## Your tasks:
**A)** In the article about the University of New Mexico's fetal alcohol research center, what is the dollar amount of the federal grant that supports the center?
**B)** Decide whether each statement agrees with the article about the University of New Mexico's fetal alcohol research center: (i) The grant comes from the National Institutes of Health. (ii) Daniel Savage chairs UNM's department of neurosciences. (iii) Several NIH-funded alcohol research centers are devoted to FASD.
**C)** Extend the article about the University of New Mexico's fetal alcohol research center, picking up after its final sentence.

## Excerpt to read:

The University of New Mexico has launched the nation’s only research center targeting fetal alcohol syndrome disorder, with support from an $8.1 million federal grant, the center’s director said.

Work at the New Mexico Alcohol Research Center will focus on finding better and earlier ways to diagnose and treat the disorder, which affects at least 2 percent of children born in the U.S., said Daniel Savage, chairman of UNM’s department of neurosciences.

The five-year grant from the National Institutes of Health also will help UNM researchers seek a better understanding of how alcohol damages the developing brain, said Savage, who directs the center.

“Kids who are affected by this, their potential is capped early on in terms of what they will be able to accomplish,” Savage said of fetal alcohol syndrome disorder, or FASD.

Too often, children aren’t diagnosed with the disorder until they are well into their teen years, or even early adulthood, he said.

FASD “is not easily recognized and there needs to be a greater appreciation of the challenges,” he said.

The UNM center is one of 18 NIH-funded alcohol research centers, but the only one devoted to FASD.

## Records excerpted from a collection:
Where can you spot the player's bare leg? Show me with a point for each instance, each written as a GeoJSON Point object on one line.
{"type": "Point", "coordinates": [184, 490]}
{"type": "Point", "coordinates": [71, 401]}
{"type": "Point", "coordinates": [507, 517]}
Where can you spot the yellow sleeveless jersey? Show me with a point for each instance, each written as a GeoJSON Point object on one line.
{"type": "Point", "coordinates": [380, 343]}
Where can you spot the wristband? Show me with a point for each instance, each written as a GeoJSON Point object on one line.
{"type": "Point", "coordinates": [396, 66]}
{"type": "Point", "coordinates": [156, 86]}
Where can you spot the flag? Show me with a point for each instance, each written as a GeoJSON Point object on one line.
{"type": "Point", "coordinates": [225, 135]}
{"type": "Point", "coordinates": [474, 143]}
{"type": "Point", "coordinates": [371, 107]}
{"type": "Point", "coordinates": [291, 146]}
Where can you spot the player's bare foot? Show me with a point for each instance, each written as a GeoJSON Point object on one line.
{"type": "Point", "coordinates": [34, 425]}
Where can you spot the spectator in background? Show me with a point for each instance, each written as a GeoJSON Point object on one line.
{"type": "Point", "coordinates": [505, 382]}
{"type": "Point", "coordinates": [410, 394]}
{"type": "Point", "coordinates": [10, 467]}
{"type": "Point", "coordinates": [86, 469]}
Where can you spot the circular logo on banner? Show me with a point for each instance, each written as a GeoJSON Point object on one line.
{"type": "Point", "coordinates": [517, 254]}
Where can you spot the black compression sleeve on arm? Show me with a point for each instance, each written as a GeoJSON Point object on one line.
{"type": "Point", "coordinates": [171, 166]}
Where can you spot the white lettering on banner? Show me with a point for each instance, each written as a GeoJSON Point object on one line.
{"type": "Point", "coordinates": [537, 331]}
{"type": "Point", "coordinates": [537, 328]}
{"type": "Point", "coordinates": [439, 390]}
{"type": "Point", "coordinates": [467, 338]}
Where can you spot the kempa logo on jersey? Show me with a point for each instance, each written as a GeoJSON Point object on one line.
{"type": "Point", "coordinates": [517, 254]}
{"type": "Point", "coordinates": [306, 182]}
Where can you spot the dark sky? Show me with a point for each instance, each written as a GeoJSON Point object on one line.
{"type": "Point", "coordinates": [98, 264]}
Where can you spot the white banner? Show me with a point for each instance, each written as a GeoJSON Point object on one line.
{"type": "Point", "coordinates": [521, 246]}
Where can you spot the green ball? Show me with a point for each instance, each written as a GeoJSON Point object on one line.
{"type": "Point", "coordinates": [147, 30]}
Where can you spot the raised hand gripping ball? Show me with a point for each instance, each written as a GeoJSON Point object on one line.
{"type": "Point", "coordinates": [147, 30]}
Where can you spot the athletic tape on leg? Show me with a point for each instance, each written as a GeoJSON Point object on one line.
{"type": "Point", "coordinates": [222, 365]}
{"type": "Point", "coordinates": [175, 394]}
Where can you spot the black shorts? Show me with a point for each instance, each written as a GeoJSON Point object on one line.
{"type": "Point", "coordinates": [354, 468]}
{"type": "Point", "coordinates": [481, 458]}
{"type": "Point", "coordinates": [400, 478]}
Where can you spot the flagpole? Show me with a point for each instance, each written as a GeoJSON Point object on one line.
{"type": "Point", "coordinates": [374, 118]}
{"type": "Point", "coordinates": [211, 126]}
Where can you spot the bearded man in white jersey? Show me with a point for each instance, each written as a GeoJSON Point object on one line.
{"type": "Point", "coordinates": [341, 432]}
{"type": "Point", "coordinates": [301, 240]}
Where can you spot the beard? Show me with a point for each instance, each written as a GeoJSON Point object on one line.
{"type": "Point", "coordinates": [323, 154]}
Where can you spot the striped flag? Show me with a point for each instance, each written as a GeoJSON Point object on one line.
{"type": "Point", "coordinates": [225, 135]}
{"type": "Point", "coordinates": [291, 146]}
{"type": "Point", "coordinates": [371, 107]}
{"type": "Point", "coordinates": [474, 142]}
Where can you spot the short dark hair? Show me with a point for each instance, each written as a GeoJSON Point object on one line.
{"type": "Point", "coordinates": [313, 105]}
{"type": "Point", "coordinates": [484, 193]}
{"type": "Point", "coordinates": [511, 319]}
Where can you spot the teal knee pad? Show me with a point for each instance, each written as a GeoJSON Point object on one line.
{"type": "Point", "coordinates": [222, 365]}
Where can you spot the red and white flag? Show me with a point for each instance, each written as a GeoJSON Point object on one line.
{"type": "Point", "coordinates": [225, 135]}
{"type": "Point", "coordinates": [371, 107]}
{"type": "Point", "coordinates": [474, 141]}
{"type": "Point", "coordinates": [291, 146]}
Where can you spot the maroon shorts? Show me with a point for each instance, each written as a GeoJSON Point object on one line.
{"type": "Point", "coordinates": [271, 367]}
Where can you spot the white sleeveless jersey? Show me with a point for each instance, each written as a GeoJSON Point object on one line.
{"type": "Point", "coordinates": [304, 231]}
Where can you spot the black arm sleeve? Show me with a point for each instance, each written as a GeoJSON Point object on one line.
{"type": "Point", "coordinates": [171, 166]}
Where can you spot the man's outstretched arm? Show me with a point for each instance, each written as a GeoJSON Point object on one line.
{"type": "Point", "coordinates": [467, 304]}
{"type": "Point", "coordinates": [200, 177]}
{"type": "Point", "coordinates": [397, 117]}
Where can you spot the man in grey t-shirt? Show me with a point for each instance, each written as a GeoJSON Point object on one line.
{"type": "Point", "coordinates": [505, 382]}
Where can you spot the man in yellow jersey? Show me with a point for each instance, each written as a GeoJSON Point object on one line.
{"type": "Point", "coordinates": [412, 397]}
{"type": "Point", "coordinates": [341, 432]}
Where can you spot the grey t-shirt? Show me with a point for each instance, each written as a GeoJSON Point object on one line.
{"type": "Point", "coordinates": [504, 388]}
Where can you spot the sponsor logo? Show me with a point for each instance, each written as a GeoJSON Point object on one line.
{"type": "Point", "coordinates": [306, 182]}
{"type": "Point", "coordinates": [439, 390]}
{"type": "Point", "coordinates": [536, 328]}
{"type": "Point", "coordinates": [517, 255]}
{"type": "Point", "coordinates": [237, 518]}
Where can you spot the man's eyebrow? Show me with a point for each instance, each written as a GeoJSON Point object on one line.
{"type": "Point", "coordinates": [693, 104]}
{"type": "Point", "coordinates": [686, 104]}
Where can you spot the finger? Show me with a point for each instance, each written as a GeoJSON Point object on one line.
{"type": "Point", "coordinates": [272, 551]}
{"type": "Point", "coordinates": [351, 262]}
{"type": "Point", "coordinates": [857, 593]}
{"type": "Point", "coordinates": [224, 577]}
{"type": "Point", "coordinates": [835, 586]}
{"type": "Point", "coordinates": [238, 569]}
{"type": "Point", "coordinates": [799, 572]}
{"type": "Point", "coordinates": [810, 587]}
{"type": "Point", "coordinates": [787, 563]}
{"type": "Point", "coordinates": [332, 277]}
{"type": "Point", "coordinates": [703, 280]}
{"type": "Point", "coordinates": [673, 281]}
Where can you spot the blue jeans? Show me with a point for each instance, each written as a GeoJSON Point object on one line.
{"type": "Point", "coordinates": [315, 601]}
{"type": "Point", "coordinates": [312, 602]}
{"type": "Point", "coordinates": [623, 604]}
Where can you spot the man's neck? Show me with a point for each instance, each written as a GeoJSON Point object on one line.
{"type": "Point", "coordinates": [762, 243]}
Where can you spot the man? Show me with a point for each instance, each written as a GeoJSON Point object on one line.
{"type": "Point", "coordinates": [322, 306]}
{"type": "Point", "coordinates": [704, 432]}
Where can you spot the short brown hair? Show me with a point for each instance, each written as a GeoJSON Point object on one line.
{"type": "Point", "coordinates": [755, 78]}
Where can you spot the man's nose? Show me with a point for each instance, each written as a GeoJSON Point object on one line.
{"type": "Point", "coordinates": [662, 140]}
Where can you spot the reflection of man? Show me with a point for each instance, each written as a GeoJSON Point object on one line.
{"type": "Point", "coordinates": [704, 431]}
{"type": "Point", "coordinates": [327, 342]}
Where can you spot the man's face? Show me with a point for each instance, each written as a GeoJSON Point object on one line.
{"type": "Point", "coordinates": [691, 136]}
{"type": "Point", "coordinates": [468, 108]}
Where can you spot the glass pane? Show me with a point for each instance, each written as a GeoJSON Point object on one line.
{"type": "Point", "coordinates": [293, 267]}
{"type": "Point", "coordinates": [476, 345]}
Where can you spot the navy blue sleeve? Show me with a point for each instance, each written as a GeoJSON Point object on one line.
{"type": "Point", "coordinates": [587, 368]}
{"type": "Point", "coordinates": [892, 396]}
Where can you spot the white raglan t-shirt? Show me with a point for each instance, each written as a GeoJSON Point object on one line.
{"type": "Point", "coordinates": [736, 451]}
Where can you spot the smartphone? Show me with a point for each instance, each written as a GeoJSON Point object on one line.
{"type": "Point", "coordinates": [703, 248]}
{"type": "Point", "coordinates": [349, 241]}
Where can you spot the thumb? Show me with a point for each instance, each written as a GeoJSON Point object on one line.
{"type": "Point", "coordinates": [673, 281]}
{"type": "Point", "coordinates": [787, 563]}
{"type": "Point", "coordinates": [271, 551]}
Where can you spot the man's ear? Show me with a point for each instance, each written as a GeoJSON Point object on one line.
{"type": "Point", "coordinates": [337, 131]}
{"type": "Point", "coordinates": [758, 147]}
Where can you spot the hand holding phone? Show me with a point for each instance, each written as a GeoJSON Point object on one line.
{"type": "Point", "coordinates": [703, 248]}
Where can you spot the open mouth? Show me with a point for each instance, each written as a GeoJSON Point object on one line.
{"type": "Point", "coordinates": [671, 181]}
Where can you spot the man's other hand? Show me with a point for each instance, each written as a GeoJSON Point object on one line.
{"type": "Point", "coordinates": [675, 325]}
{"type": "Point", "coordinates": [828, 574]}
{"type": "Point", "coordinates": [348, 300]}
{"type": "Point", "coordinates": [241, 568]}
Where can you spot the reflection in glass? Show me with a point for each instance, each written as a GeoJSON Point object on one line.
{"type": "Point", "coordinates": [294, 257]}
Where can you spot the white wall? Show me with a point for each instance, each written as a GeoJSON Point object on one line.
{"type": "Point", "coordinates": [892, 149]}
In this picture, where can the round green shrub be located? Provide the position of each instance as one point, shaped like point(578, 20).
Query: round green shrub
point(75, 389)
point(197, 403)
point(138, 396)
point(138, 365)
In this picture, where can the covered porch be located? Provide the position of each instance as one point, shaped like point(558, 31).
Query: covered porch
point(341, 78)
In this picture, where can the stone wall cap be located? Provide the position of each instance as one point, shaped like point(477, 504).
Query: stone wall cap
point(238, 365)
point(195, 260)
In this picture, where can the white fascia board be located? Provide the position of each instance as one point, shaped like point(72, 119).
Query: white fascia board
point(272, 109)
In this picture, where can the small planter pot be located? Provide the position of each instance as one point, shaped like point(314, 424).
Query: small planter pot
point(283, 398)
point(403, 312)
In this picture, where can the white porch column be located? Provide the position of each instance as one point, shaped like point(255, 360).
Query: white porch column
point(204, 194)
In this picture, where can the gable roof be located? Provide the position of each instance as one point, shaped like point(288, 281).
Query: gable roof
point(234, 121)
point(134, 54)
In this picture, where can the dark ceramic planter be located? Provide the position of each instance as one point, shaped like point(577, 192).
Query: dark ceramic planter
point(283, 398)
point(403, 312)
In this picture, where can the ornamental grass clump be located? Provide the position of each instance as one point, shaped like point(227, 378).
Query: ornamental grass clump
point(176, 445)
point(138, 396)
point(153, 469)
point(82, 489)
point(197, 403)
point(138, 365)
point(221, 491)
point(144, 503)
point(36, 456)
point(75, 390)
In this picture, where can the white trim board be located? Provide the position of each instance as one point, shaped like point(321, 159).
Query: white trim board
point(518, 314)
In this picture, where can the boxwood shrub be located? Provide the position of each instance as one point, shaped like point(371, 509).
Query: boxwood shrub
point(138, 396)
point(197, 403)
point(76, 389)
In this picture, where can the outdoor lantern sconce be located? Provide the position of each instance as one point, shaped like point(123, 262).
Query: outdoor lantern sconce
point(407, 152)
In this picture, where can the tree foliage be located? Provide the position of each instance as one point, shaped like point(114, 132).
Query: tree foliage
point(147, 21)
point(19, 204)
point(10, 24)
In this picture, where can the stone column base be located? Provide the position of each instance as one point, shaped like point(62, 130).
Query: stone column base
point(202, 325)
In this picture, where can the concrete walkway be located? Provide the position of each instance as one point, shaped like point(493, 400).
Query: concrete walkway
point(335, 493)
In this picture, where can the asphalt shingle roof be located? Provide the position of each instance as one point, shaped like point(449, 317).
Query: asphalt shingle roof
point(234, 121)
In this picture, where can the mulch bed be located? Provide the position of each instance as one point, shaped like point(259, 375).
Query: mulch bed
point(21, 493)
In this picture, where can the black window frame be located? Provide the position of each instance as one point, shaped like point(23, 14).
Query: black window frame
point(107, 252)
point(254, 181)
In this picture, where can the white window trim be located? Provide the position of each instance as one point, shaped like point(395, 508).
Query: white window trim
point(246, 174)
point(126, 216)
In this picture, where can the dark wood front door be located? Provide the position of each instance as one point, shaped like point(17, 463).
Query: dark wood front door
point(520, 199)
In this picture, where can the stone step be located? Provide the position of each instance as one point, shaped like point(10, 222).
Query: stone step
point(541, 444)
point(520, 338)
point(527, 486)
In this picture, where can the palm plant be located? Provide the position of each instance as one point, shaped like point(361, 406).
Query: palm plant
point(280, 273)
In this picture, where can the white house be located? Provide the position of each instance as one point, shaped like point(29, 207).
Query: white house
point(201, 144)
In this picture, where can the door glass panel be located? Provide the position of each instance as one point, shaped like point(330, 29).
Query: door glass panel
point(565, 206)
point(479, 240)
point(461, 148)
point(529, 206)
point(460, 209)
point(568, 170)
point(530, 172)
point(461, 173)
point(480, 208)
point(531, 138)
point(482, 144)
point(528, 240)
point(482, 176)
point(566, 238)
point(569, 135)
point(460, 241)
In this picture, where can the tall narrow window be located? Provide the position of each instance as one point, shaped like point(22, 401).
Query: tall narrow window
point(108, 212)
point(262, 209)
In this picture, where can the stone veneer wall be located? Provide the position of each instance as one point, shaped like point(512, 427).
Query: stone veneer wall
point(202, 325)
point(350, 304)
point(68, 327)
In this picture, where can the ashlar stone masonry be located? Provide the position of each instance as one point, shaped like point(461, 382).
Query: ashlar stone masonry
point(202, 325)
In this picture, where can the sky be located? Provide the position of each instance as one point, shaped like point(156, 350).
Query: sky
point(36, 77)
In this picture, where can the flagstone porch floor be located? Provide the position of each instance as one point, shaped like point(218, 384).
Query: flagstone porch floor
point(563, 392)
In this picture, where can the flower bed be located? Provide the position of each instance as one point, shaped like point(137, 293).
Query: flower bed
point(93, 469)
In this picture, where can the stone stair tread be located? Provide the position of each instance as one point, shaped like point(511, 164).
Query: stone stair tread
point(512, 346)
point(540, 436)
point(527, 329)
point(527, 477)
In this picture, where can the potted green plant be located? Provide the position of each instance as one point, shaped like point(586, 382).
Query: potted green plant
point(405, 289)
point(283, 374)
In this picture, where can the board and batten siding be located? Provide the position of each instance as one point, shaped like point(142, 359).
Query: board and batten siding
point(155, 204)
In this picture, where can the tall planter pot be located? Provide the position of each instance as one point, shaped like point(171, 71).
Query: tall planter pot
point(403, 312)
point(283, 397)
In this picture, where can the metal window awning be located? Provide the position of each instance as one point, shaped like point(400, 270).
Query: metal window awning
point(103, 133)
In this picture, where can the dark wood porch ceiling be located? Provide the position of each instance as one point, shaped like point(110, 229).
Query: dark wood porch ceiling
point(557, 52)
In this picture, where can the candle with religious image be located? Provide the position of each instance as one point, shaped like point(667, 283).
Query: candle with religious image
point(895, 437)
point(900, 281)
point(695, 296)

## Task-by-task answers:
**A)** $8.1 million

**B)**
(i) Yes: "The five-year grant from the National Institutes of Health"
(ii) Yes: "Daniel Savage, chairman of UNM’s department of neurosciences"
(iii) No: "The UNM center is one of 18 NIH-funded alcohol research centers, but the only one devoted to FASD."

**C)**
The center was officially formed Aug. 5 when UNM received notice of the grant award, he said.

FASD is a group of conditions caused by a woman drinking alcohol during pregnancy, according to the Centers for Disease Control and Prevention.

Symptoms can range from mild to severe learning and behavioral problems, and can cause altered physical and facial features. Research has shown that drinking alcohol during pregnancy can cause lifelong problems for the child with memory, attention, language and thinking skills, causing failure in school, poor job performance and even criminal behavior.

UNM was selected for the center because the university has formed a group of scientists and clinicians focused on FASD, Savage said.